Aufgabe A: In welchem Jahr trat Bubis laut dem Text über Ignatz Bubis in die FDP ein?
Aufgabe B: Schreib den Text über Ignatz Bubis nach seinem letzten Satz weiter.

:: Zitierte Passage

Ohne es richtig zu wollen, bleibt Bubis nach der Flucht aus dem antisemitischen Nachkriegspolen in Deutschland. Aus der Lagererfahrung folgt nur: „Ich wollte nicht darüber nachdenken, was geschehen war. Ich war hungrig nach Leben, hungrig nach Selbständigkeit, vielleicht auch hungrig nach Wohlstand. Ich hatte ein fast unersättliches Bedürfnis, meine neu erworbene Freiheit nach allen Richtungen hin abzusichern. Unabhängigkeit war besonders erstrebenswert, und die Grundlage hierfür war Erfolg.“

Das ist das Credo eines frühen Bundesrepublikaners, jene Haltung, die schließlich das „Wirtschaftswunder“ ermöglicht. Womöglich beruht ja ein Teil seiner Beliebtheit im Lande, auf diesem Hintergrundkonsens. Ein erfolgreicher Geschäftsmann als Bundespräsident würde diesem Staat allemal so gut anstehen wie schwäbische Honoratioren oder NSDAP-Mitläufer gehobenen Kalibers. Freilich: 1993 – Bubis ist als Kandidat ins Gespräch gebracht – glaubt er, staatstragend, wie er ist, auf die achten zu müssen, die Juden noch immer als Fremde ansehen: „Eine solche Wahl würde unweigerlich eine Spaltung der Gesellschaft nach sich ziehen.“

Am Anfang von Ignatz Bubis' Karriere stehen Schwarzhandel, Feten, Freundschaften mit sowjetischen Offizieren in Dresden und Berlin, die Leidenschaft für Fußball, Edelmetallhandel und Schmuckgeschäfte. Schließlich der Umzug von Pforzheim nach Frankfurt, Einstieg in das Immobiliengeschäft, Mitarbeit im Rat der Jüdischen Gemeinde Frankfurt, schließlich 1969 der Eintritt in die FDP. Gerne würde man wissen, ob ihm die in den fünfziger Jahren notorisch rechtsnationalistische Haltung der FDP, die immer für die Verjährung von Naziverbrechen eintrat, entgangen war.

::::
:: Gespeicherte Liste

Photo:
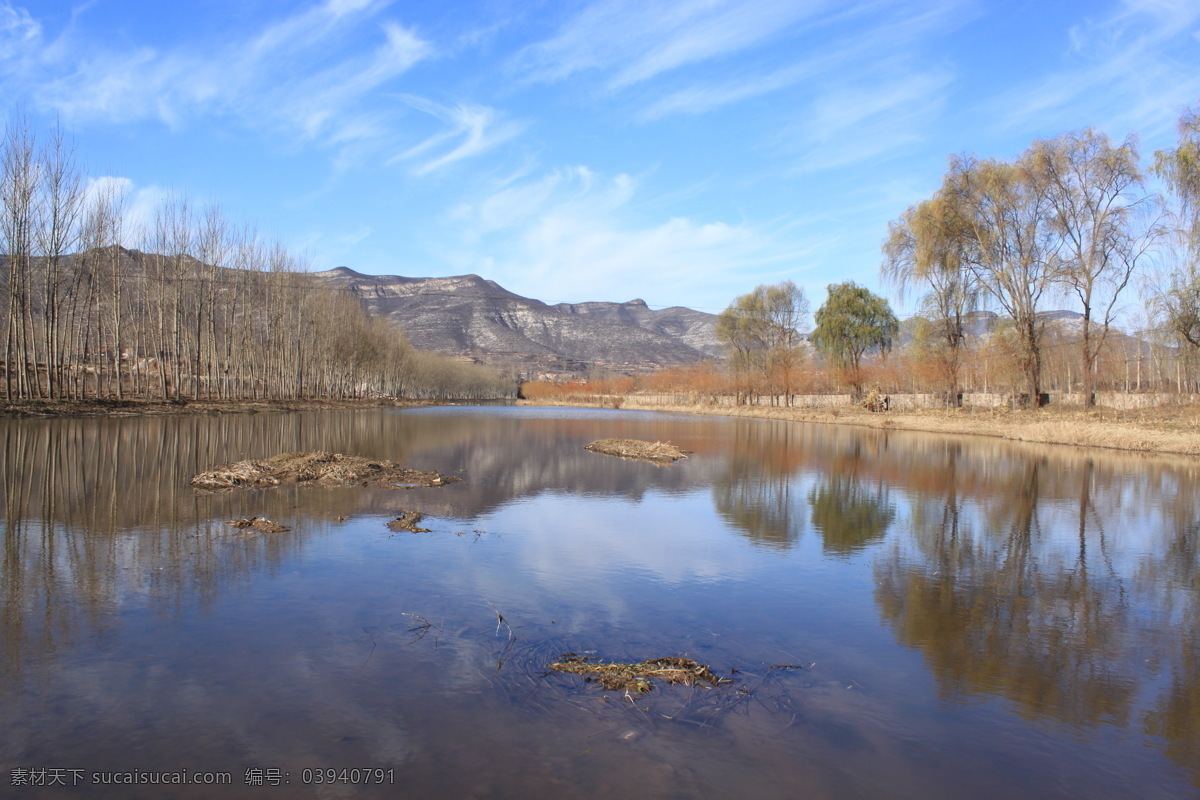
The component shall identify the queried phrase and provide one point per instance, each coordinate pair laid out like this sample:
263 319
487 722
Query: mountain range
478 319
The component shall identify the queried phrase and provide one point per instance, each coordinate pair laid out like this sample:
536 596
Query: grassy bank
144 407
1167 429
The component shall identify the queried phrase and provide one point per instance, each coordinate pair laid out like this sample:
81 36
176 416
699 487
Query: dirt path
1167 429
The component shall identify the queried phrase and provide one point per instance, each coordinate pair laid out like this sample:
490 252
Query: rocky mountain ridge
474 318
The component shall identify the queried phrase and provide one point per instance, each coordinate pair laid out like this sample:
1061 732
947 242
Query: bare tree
1095 202
1012 248
925 250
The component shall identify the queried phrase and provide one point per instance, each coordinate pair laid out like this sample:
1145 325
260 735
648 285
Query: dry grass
261 524
1164 429
408 521
639 677
315 469
657 451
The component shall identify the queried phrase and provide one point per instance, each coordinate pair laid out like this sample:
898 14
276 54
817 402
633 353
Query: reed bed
654 451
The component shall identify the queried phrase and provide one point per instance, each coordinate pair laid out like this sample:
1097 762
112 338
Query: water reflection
1043 587
755 492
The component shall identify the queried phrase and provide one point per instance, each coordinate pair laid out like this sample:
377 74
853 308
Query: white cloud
635 40
1131 70
141 204
861 122
571 235
306 76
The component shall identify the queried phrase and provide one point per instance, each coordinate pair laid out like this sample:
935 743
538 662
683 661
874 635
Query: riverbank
1164 428
105 407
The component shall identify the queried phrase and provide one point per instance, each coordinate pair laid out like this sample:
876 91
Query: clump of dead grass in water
408 521
637 678
261 524
663 452
317 468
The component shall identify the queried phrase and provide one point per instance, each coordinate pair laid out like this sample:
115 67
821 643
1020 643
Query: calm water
972 618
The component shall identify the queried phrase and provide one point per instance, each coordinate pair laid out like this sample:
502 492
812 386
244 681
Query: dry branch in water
259 523
408 521
655 451
315 469
637 677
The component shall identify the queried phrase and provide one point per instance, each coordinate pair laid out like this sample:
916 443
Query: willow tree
761 330
925 251
1012 247
1096 203
1180 169
851 323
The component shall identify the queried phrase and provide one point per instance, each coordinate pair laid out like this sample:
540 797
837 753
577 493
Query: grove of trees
202 308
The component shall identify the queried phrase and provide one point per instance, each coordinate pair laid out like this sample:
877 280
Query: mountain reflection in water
975 617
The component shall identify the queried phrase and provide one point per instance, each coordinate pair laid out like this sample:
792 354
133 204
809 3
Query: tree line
203 308
1072 220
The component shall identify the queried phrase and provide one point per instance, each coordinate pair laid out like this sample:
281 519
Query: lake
899 615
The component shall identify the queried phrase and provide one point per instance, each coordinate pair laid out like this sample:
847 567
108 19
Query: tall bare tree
1013 252
1097 206
925 251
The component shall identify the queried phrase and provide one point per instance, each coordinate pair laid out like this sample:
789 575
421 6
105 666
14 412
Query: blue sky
678 151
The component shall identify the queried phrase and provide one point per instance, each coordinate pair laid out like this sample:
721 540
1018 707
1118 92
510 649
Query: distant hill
471 317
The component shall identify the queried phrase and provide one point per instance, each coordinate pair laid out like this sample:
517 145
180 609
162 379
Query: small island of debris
637 677
661 452
408 521
261 524
317 468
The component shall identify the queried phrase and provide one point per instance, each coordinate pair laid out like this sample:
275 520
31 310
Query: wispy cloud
325 76
573 234
1131 70
469 131
853 124
259 78
633 41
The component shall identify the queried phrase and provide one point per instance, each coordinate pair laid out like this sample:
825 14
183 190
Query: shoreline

::::

Lösung A: 1969

Lösung B:
Ab 1969 wird Bubis zu dem öffentlichen Juden, der er heute ist. Erstaunlich muten bei diesem Rückblick die für einen Politiker ungewöhnlich offen zutage tretende Naivität und Kränkbarkeit an. Dem dürfte auch die ohne jedes Verständnis für soziale Bewegungen nachklingende Verbitterung über den Frankfurter Häuserkampf zuzurechnen sein, dessen Hintergründe ein aufschlußreiches Zeugnis für das ist, was die SPD der siebziger Jahre als „Modernisierungskurs“ ansah. Ignatz Bubis beharrt indes auch 25 Jahre später ungebrochen und larmoyant auf dem Recht des Eigentums: „Ich hatte jedoch“, insistiert er, „die Verpflichtung mir selbst gegenüber, meine Investitionen im Rahmen von Recht und Ordnung zu sichern und zu verteidigen. Ich würde heute [...] mit der gleichen Konsequenz mein Eigentum verteidigen. [...] In den Jahren 1972 bis 1976 verlor ich fast alles, was ich in den 15 Jahren zuvor aufgebaut hatte.“ Deshalb seiner Meinung nach zum „Buhmann“ gemacht, wagt sich Bubis im Fassbinder- Konflikt auf die Bühne des Frankfurter Kammerspiels, ließ Eintrittskarten fälschen, verhinderte schließlich mit anderen die Aufführung und provozierte so unter sich links gebenden Intellektuellen die bisher nur vermutbare Äußerung eines völkischen Antikapitalismus, der dem der frühen Nazis in nichts nachstand.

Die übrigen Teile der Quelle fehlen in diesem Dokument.